- [Task prompt]: Identify the line with "# locate calm"; copy word for word that line and every one after it, to the end of the listing. Exclude pictures.

- [Exercise data]:

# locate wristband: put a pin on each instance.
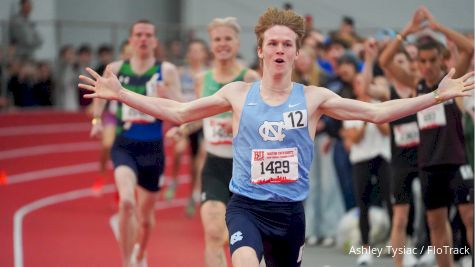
(437, 97)
(96, 120)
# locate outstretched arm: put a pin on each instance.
(109, 87)
(348, 109)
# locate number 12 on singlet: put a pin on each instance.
(295, 119)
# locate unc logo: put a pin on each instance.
(124, 80)
(272, 131)
(236, 237)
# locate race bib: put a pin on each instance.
(274, 166)
(130, 114)
(216, 132)
(295, 119)
(406, 135)
(432, 117)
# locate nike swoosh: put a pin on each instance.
(291, 106)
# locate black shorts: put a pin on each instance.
(145, 158)
(401, 184)
(216, 175)
(443, 185)
(273, 229)
(195, 139)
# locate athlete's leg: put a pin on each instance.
(245, 257)
(398, 231)
(146, 218)
(198, 162)
(440, 234)
(126, 180)
(466, 213)
(214, 226)
(179, 148)
(108, 135)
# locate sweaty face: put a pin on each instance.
(402, 61)
(196, 53)
(304, 62)
(279, 49)
(429, 63)
(142, 40)
(224, 42)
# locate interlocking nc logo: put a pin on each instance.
(272, 131)
(236, 237)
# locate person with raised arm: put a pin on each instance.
(274, 122)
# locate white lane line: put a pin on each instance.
(45, 129)
(159, 205)
(63, 197)
(38, 204)
(53, 172)
(49, 149)
(69, 170)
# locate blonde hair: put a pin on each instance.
(274, 16)
(230, 22)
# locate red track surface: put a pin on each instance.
(76, 232)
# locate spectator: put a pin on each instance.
(23, 34)
(43, 88)
(66, 95)
(84, 58)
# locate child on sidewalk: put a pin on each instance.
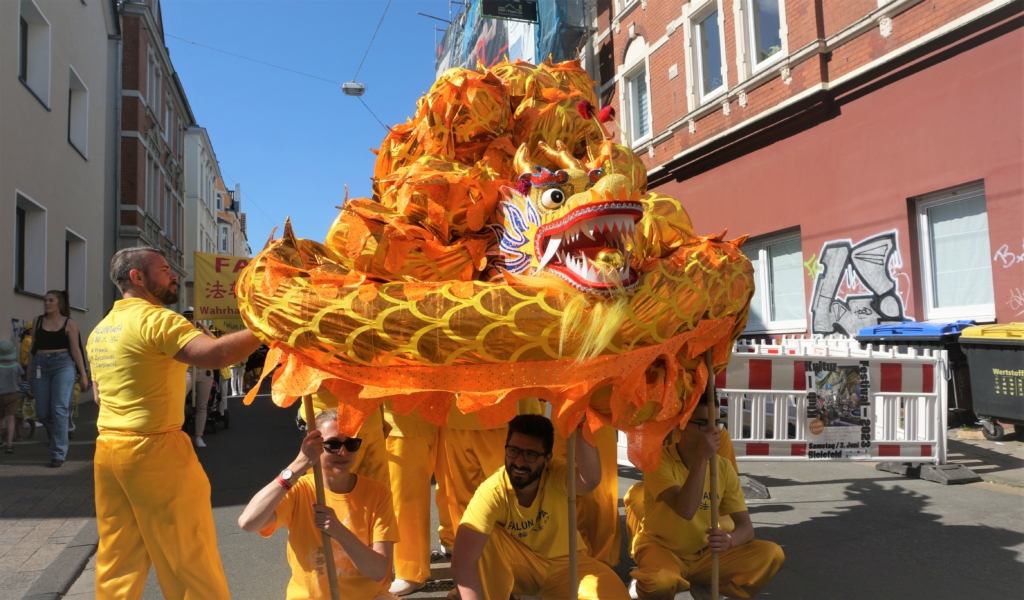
(10, 376)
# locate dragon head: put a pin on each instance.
(576, 221)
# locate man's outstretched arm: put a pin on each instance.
(207, 352)
(468, 549)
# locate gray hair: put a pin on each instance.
(325, 416)
(127, 259)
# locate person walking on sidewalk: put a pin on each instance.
(10, 377)
(54, 366)
(153, 498)
(358, 517)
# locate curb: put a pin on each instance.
(65, 570)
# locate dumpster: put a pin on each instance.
(995, 353)
(935, 336)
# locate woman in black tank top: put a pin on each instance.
(54, 365)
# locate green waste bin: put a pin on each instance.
(995, 356)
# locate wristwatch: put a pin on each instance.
(285, 478)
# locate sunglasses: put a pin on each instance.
(705, 425)
(528, 456)
(334, 445)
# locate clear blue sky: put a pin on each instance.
(293, 142)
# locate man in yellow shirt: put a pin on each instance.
(153, 498)
(673, 547)
(358, 517)
(513, 540)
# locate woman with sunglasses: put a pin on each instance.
(358, 517)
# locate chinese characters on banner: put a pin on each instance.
(838, 400)
(214, 291)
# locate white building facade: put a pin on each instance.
(57, 157)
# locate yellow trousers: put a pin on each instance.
(597, 512)
(507, 566)
(411, 462)
(470, 456)
(743, 570)
(153, 507)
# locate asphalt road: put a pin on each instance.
(849, 531)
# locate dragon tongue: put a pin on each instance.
(550, 251)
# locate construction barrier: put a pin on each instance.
(828, 399)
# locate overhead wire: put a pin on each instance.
(370, 45)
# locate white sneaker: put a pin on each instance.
(402, 588)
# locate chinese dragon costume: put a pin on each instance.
(510, 250)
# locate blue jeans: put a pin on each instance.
(53, 389)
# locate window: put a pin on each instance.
(75, 268)
(168, 207)
(30, 245)
(78, 114)
(765, 30)
(956, 269)
(639, 105)
(34, 50)
(153, 187)
(708, 41)
(778, 281)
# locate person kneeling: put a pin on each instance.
(512, 539)
(674, 545)
(358, 517)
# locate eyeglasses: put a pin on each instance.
(334, 445)
(704, 424)
(528, 456)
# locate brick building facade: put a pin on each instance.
(871, 148)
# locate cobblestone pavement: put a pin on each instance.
(42, 509)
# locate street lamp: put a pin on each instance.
(350, 88)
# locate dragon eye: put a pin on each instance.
(552, 199)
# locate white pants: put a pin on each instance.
(238, 373)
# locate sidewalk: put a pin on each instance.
(43, 509)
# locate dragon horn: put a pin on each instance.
(560, 156)
(522, 163)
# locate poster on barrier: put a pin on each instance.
(838, 397)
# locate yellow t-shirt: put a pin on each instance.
(541, 527)
(663, 526)
(141, 386)
(367, 511)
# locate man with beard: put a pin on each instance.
(674, 545)
(512, 539)
(153, 498)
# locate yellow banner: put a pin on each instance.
(214, 291)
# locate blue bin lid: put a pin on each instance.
(911, 329)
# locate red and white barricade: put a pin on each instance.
(765, 394)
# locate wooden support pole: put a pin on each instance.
(573, 563)
(712, 467)
(332, 574)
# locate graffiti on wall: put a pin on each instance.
(858, 285)
(1007, 258)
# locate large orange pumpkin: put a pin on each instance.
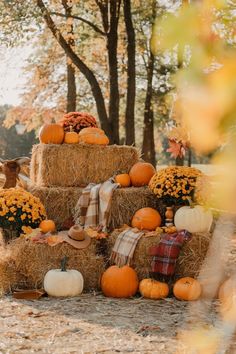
(93, 136)
(153, 289)
(146, 219)
(141, 173)
(187, 289)
(119, 282)
(47, 226)
(123, 179)
(51, 134)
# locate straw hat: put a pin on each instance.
(76, 237)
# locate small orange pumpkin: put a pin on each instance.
(123, 179)
(47, 226)
(153, 289)
(187, 289)
(93, 136)
(119, 282)
(51, 134)
(146, 219)
(141, 173)
(71, 137)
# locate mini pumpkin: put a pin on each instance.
(123, 179)
(93, 136)
(146, 219)
(47, 226)
(193, 219)
(119, 282)
(51, 134)
(187, 289)
(63, 282)
(71, 137)
(153, 289)
(141, 173)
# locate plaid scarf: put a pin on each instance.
(165, 255)
(94, 204)
(123, 250)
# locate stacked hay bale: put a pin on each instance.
(59, 173)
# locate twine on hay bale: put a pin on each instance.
(31, 261)
(189, 262)
(60, 203)
(71, 165)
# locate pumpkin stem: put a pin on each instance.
(63, 264)
(191, 203)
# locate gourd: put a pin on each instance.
(51, 134)
(63, 282)
(193, 219)
(93, 136)
(123, 179)
(141, 173)
(47, 226)
(146, 219)
(153, 289)
(71, 137)
(187, 289)
(119, 282)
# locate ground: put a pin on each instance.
(91, 324)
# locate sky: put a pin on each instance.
(12, 78)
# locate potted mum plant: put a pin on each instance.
(19, 208)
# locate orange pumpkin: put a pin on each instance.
(51, 134)
(119, 282)
(141, 173)
(123, 179)
(71, 137)
(47, 226)
(146, 219)
(93, 136)
(187, 289)
(153, 289)
(228, 288)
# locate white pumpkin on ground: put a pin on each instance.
(63, 282)
(193, 219)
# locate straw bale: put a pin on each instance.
(31, 261)
(72, 165)
(60, 203)
(189, 262)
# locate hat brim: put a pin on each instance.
(77, 244)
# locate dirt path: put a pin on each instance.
(91, 324)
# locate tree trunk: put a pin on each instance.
(71, 84)
(112, 42)
(84, 69)
(131, 72)
(148, 147)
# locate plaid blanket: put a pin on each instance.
(165, 255)
(94, 204)
(123, 250)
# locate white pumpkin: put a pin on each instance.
(193, 219)
(63, 282)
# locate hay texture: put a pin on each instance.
(189, 262)
(24, 263)
(60, 203)
(72, 165)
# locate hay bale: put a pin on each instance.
(141, 260)
(72, 165)
(192, 255)
(60, 203)
(31, 261)
(189, 262)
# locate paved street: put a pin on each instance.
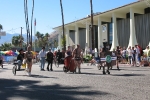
(130, 83)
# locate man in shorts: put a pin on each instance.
(28, 56)
(78, 57)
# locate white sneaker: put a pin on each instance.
(30, 74)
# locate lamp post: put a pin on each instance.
(92, 33)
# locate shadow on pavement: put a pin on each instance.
(38, 76)
(29, 90)
(128, 75)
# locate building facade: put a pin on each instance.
(125, 26)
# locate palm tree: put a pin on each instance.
(38, 34)
(47, 36)
(62, 23)
(1, 27)
(15, 40)
(6, 46)
(93, 46)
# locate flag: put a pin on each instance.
(35, 22)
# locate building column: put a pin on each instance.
(132, 40)
(87, 34)
(67, 37)
(114, 30)
(100, 43)
(76, 34)
(59, 41)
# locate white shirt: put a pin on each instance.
(130, 52)
(42, 54)
(137, 50)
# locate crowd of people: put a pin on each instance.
(133, 56)
(47, 56)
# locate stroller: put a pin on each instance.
(69, 65)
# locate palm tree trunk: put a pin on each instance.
(93, 46)
(63, 24)
(32, 21)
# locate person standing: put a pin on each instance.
(78, 57)
(130, 55)
(118, 53)
(59, 56)
(68, 52)
(42, 55)
(28, 57)
(50, 60)
(20, 58)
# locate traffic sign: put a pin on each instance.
(2, 33)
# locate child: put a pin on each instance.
(143, 60)
(93, 61)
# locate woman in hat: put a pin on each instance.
(29, 57)
(20, 58)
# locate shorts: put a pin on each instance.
(1, 61)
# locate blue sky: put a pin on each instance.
(47, 12)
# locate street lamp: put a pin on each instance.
(92, 33)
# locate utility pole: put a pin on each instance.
(21, 38)
(92, 33)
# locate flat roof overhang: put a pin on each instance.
(123, 10)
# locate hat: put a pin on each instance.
(20, 50)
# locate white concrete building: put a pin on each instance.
(123, 26)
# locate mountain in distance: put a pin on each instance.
(8, 37)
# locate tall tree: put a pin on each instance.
(47, 36)
(38, 35)
(64, 45)
(92, 33)
(1, 27)
(6, 46)
(15, 40)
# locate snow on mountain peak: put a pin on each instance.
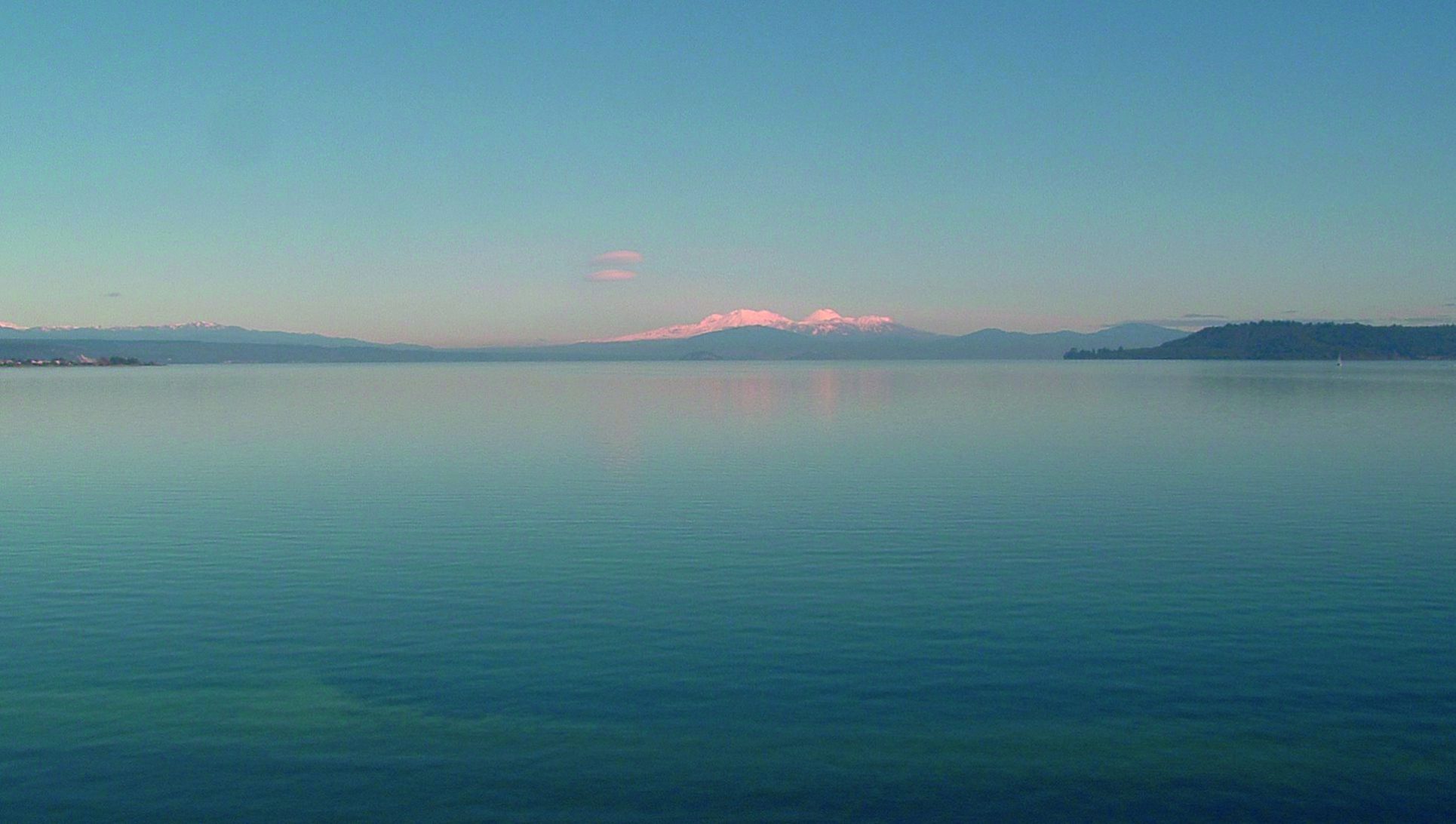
(820, 322)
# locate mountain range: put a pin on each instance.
(745, 334)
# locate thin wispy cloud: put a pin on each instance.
(607, 275)
(618, 258)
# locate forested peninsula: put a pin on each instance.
(1295, 341)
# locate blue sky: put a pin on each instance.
(447, 172)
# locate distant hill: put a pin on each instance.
(1293, 341)
(825, 340)
(200, 332)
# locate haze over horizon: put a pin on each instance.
(520, 174)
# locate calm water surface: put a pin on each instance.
(1050, 592)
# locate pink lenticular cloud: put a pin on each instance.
(603, 275)
(618, 258)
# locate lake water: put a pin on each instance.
(950, 592)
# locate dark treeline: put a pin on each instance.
(1293, 341)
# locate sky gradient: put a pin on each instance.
(463, 174)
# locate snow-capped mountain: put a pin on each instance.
(822, 322)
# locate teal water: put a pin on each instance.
(978, 592)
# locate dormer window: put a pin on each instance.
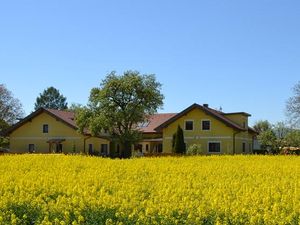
(205, 124)
(189, 125)
(45, 128)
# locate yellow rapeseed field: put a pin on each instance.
(59, 189)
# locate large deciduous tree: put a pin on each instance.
(52, 99)
(10, 111)
(293, 106)
(10, 107)
(119, 105)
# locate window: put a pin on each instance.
(189, 125)
(91, 150)
(58, 148)
(205, 125)
(104, 149)
(118, 149)
(31, 148)
(45, 128)
(138, 147)
(214, 147)
(244, 147)
(159, 148)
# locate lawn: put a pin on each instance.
(60, 189)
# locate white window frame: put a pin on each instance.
(209, 124)
(244, 144)
(212, 142)
(189, 121)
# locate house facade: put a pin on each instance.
(53, 131)
(216, 132)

- [Exercise result]:
# locate calm water surface: put a pin on each instance.
(1050, 592)
# locate pink lenticular cloud: put a pin on each instance.
(603, 275)
(618, 258)
# locate lake water: put a pin on each instance.
(950, 592)
# locate dark treeline: put a pin on each instance.
(1293, 341)
# locate sky gradient: put a pin on each instance.
(463, 174)
# locate snow-capped mountain: put a pin on each instance.
(822, 322)
# locate teal water: put a pin on each instance.
(978, 592)
# locate dormer window: put a pin on each instance.
(205, 124)
(189, 125)
(45, 128)
# locate yellow rapeseed field: put a pin on each instance.
(59, 189)
# locate large deciduous tree: put a pin on each instance.
(52, 99)
(10, 111)
(293, 106)
(10, 107)
(119, 105)
# locate window: put a pin on each instance.
(189, 125)
(91, 150)
(58, 148)
(205, 125)
(104, 149)
(118, 149)
(31, 148)
(45, 128)
(138, 147)
(214, 147)
(244, 147)
(159, 148)
# locate lawn: put a pin on each instance.
(60, 189)
# locate white window frame: put a pin on each instance.
(209, 124)
(244, 144)
(212, 142)
(189, 121)
# locate house facade: put a pin on each instance.
(53, 131)
(216, 132)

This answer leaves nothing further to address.